**ФРАГМЕНТ ТЕКСТА**:
□ □ □ □ □ □ □
Страница 65 из 80
Философское переосмысление архаического понятия «подлинности» мы встречаем в 31-й главе кйиги Чжуан-цзы, где один из протагонистов даосского писателя, Рыбак, разъясняет Конфуцию суть «подлинного» в жизни:
Подлинное – предел животворного и искреннего, а безжизненное и неискреннее не могут тронуть людей. Поэтому тот, кто заставляет себя плакать, – хотя и скорбит, а печали не внушает. Тот, кто заставляет себя гневаться, – хоть и грозен, а страха не внушает. Тот, кто заставляет себя быть радушным, – хоть и улыбается, а согласия не вселяет. Подлинная же скорбь внушает печаль без плача. Подлинный гнев внушает страх без угроз. Подлинное радушие внушает согласие без улыбки. Подлинное пребывает внутри, а дух на все воздействует вовне – вот почему подлинное ценно.
Говоря о «пределе искренности», Чжуан-цзы словно указывает на самое условие возможности коммуникации. Это условие – беспредельный поток жизни, в котором происходит свободное взаимодействие вещей. Для Чжуан-цзы каждое дупло должно прокричать в тот момент, когда его наполнит вселенский Ветер, и так, как задано его конфигурацией. Но даосский философ отрицает параллелизм сущности и явления. Его понимание «искренности» проникнуто обостренным ощущением ложности всякой объективированной формы. Оно порождено сознанием того простого факта, что, быть может, нет большего лжеца, чем тот, кто клянется в правдивости своих слов, и нет человека более правдивого, чем рассказчик «досужих вымыслов», смеющийся миру в лицо. Даосская искренность соответствует состоянию внутреннего вопрошания о бытии и состоит в сообщении о наличии Маски – неустранимой самомаскировки Различения. Стало быть, искренность – не сущность, которая имеет свое «выражение». Она – способ существования. Она есть самое отношение зримого и незримого, вещи и пустоты, различия и абсолютного различения. Быть искренним по-даосски – значит жить, безупречно откликаясь пустотной силе бытия. Парадоксы даосской «подлинности» принадлежат парадоксу понимания с его логикой тождества, в различии и различия в тождестве. Поистине, сохранение человеком «подлинности» в себе, согласно Чжуан-цзы, сообщает бытию осмысленность.
Позиция Чжуан-цзы предстает критикой конфуцианского понимания искренности как верности традиционным формам культуры, но критикой, которая не отрицает данности традиции, а ставит ее в новую перспективу мысли. Недаром в истории китайской культуры конфуцианское и даосское толкования искренности мирно соседствовали, дополняя друг друга. (Примечательно, что в японском языке иероглифам «чэн» и «чжэнь» соответствует одно слово – макото.) В обоих случаях акцент ставился не на том, что есть истина, а на том, как она претворяется.
□ □ □ □ □ □ □
**ИСХОДНЫЕ ДАННЫЕ**:
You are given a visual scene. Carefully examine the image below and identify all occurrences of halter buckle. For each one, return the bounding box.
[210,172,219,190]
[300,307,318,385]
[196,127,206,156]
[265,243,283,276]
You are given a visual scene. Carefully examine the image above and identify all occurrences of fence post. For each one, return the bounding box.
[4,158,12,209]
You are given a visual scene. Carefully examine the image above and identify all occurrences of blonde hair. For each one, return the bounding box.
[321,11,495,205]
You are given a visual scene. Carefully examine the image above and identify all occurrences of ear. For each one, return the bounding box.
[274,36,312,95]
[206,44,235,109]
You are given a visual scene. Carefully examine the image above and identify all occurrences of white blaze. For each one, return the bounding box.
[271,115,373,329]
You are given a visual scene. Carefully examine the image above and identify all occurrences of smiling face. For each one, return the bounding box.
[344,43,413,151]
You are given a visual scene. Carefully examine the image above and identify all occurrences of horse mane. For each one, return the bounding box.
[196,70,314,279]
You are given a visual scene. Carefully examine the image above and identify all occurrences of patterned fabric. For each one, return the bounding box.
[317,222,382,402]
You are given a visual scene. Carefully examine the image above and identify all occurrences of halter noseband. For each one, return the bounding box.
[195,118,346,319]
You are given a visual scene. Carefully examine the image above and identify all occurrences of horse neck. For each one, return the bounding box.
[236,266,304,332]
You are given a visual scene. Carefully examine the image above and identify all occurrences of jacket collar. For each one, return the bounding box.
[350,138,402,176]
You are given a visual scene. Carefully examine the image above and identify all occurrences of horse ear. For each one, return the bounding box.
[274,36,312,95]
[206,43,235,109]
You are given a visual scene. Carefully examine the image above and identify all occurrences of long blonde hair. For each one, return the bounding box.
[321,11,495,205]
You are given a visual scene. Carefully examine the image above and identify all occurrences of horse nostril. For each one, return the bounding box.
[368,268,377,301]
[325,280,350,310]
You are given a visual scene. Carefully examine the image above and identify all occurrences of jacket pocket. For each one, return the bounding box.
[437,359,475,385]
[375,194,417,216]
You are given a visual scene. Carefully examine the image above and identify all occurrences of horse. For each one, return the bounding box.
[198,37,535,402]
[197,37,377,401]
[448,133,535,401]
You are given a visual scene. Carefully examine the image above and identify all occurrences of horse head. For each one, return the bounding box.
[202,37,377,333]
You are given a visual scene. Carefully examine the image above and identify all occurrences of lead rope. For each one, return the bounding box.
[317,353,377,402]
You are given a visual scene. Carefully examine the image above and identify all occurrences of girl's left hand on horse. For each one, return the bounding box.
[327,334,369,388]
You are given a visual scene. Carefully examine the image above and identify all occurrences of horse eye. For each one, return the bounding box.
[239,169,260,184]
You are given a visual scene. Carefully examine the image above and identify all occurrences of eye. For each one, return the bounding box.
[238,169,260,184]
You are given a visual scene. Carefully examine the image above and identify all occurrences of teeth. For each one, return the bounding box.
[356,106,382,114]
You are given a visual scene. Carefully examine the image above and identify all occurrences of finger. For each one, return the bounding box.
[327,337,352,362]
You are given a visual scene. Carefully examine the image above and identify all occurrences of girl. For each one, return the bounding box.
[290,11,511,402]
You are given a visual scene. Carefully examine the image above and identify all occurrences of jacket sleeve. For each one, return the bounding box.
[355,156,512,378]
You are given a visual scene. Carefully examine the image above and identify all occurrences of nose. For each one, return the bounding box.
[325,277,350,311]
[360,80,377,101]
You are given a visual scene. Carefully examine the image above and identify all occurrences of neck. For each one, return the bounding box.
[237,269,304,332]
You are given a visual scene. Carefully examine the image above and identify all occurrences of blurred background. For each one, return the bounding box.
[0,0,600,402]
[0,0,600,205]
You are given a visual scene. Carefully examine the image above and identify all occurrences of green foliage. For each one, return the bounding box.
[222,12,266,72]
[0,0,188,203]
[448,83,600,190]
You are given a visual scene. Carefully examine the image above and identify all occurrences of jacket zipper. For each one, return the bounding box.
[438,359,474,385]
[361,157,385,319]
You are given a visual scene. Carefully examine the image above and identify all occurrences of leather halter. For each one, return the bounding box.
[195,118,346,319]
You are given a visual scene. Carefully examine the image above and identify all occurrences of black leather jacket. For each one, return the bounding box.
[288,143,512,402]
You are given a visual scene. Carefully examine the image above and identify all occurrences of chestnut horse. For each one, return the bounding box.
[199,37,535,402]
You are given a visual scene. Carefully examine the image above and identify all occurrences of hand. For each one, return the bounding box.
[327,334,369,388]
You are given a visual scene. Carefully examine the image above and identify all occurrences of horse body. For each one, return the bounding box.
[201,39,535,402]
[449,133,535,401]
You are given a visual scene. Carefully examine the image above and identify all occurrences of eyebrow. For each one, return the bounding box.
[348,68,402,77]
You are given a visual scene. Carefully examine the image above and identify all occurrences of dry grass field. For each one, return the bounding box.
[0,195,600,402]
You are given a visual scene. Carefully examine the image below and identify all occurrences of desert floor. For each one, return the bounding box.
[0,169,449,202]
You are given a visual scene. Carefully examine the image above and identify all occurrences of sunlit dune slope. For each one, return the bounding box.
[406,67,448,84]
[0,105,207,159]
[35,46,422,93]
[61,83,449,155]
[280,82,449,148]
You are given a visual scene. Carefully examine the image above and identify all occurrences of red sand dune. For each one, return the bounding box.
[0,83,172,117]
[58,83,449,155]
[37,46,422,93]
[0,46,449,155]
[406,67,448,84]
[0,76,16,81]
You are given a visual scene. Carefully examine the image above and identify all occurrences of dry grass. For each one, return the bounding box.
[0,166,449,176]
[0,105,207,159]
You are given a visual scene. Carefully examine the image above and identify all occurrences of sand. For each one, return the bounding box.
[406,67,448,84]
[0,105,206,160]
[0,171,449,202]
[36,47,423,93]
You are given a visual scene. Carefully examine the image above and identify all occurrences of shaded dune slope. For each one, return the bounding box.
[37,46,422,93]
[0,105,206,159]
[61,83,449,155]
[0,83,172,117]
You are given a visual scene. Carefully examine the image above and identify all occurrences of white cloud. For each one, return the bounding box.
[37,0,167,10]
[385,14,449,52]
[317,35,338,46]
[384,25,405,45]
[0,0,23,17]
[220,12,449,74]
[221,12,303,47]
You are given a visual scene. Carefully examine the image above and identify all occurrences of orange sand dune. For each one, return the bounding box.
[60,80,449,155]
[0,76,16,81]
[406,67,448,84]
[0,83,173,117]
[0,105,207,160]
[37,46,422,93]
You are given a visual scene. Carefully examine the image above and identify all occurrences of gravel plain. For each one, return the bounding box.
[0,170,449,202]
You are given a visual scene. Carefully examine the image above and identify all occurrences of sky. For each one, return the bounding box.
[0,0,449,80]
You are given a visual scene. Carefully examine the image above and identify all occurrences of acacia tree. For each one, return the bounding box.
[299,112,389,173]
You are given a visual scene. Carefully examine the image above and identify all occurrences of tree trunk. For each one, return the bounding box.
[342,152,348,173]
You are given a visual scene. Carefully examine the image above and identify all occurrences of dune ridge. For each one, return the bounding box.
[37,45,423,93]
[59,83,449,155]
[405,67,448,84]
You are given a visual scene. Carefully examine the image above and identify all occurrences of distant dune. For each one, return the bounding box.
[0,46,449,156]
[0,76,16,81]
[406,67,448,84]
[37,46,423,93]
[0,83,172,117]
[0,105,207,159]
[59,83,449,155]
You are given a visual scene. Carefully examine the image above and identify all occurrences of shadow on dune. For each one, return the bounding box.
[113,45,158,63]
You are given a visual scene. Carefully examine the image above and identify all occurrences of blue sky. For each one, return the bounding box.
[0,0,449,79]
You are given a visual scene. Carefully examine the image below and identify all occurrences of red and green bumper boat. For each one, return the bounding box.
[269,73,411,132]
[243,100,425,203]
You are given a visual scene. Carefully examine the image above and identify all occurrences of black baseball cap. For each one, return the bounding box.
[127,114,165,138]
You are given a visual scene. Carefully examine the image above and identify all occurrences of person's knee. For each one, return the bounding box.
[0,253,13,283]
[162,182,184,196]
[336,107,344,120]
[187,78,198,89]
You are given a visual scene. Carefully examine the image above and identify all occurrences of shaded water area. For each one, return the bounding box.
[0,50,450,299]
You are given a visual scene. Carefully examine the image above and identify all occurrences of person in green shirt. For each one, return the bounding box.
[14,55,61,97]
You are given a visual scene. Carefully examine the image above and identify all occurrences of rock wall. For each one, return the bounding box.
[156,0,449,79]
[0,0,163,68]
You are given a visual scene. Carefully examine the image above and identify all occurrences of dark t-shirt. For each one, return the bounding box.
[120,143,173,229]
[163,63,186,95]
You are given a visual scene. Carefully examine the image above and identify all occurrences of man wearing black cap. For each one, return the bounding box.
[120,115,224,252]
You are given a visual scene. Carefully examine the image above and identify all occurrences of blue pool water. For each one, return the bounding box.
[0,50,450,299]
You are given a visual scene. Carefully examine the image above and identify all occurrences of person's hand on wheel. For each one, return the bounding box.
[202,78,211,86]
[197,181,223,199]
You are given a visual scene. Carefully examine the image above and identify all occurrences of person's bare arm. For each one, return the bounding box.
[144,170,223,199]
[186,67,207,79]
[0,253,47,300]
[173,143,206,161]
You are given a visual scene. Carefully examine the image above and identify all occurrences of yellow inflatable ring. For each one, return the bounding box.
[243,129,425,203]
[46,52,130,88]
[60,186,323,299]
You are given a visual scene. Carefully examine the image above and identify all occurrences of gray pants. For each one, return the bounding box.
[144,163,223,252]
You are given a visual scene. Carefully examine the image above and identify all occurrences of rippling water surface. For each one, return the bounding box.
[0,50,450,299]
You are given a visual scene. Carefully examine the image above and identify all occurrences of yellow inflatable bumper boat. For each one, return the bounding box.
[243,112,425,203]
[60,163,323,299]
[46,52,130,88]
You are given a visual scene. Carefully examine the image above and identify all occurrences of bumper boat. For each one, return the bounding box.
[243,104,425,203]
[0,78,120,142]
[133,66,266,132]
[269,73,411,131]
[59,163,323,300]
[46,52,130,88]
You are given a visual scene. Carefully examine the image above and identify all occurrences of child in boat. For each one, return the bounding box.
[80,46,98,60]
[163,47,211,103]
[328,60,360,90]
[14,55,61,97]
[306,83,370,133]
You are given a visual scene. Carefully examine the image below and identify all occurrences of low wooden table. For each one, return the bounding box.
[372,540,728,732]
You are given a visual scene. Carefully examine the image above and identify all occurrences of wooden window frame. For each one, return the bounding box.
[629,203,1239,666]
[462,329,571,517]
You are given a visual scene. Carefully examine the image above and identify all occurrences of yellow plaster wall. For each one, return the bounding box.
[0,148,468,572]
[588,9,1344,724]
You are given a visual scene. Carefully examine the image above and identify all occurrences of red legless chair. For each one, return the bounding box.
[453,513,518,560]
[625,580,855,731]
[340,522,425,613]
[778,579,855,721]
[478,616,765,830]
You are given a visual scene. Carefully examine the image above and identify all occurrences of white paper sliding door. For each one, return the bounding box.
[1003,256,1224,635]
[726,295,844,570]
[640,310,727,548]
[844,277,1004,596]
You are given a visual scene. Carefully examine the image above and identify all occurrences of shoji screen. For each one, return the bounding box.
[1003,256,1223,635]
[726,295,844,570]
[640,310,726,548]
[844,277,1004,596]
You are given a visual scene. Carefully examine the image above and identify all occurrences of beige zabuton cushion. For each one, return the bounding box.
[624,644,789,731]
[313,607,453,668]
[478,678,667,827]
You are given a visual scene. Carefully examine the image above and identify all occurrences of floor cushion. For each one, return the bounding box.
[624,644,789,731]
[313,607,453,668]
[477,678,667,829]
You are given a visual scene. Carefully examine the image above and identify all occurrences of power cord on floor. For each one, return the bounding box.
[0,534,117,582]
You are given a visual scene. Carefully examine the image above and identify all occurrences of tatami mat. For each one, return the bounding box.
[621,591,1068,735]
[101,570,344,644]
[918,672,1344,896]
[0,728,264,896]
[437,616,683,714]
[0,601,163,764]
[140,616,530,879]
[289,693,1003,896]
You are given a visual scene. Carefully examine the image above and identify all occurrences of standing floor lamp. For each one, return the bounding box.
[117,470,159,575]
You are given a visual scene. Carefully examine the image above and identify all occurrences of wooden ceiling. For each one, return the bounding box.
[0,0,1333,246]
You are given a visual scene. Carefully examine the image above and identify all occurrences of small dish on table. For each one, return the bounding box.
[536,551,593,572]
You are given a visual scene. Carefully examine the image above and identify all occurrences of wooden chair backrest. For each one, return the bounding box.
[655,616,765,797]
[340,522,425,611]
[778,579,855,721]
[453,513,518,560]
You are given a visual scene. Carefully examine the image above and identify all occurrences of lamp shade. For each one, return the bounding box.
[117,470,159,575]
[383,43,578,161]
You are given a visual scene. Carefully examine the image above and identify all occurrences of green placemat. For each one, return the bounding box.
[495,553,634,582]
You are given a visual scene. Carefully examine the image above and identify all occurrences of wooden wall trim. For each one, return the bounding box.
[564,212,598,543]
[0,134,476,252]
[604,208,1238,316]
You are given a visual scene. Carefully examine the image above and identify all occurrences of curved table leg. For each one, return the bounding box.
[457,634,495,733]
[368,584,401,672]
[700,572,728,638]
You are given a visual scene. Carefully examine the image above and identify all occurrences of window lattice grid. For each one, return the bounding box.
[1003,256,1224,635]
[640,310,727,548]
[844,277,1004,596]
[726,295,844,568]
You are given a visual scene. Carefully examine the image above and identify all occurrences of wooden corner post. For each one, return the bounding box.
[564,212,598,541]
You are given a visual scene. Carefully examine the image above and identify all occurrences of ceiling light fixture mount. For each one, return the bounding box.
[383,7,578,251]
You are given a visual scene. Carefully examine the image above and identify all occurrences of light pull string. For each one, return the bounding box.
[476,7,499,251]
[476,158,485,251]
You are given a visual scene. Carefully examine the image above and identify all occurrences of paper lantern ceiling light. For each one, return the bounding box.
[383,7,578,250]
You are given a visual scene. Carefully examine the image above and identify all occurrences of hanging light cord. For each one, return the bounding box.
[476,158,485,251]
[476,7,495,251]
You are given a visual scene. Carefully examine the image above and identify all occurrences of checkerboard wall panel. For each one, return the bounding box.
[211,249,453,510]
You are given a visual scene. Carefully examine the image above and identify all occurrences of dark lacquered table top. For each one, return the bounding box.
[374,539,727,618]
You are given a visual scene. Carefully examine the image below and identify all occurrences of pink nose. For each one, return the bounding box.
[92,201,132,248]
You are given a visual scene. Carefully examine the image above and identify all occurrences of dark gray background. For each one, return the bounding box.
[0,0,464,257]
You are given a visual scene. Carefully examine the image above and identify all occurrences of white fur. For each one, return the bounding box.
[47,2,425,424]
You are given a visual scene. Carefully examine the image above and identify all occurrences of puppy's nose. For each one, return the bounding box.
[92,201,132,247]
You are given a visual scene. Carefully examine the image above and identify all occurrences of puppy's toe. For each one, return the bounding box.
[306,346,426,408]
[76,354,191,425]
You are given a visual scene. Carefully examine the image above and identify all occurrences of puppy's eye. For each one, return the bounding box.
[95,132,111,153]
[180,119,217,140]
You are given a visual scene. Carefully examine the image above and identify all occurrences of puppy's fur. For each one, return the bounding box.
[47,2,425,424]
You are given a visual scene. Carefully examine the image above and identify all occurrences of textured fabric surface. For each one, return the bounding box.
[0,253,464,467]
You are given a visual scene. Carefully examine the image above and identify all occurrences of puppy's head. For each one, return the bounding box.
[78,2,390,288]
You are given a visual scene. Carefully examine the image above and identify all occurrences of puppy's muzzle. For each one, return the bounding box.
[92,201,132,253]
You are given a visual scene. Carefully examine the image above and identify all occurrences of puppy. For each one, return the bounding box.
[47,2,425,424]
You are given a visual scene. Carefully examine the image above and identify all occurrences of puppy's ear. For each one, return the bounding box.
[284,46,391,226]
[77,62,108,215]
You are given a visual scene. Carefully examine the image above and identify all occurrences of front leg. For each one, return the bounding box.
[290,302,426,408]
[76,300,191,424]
□ □ □ □ □ □ □
**КРАТКОЕ ЗАДАНИЕ 1**:
Изложите фрагмент о подлинности у Чжуан-цзы в двух предложениях.
**КРАТКОЕ ЗАДАНИЕ 2**:
Какое японское слово, согласно фрагменту о подлинности у Чжуан-цзы, соответствует иероглифам «чэн» и «чжэнь»?

**ПРАВИЛЬНЫЙ РЕЗУЛЬТАТ 1**:
В 31-й главе книги Чжуан-цзы Рыбак разъясняет Конфуцию, что притворные чувства не трогают людей, а подлинные скорбь, гнев и радушие внушают печаль, страх и согласие без плача, угроз и улыбки. Позиция Чжуан-цзы предстает критикой конфуцианского понимания искренности как верности традиционным формам культуры, однако в истории китайской культуры конфуцианское и даосское толкования искренности мирно соседствовали, дополняя друг друга.

**ПРАВИЛЬНЫЙ РЕЗУЛЬТАТ 2**:
Макото.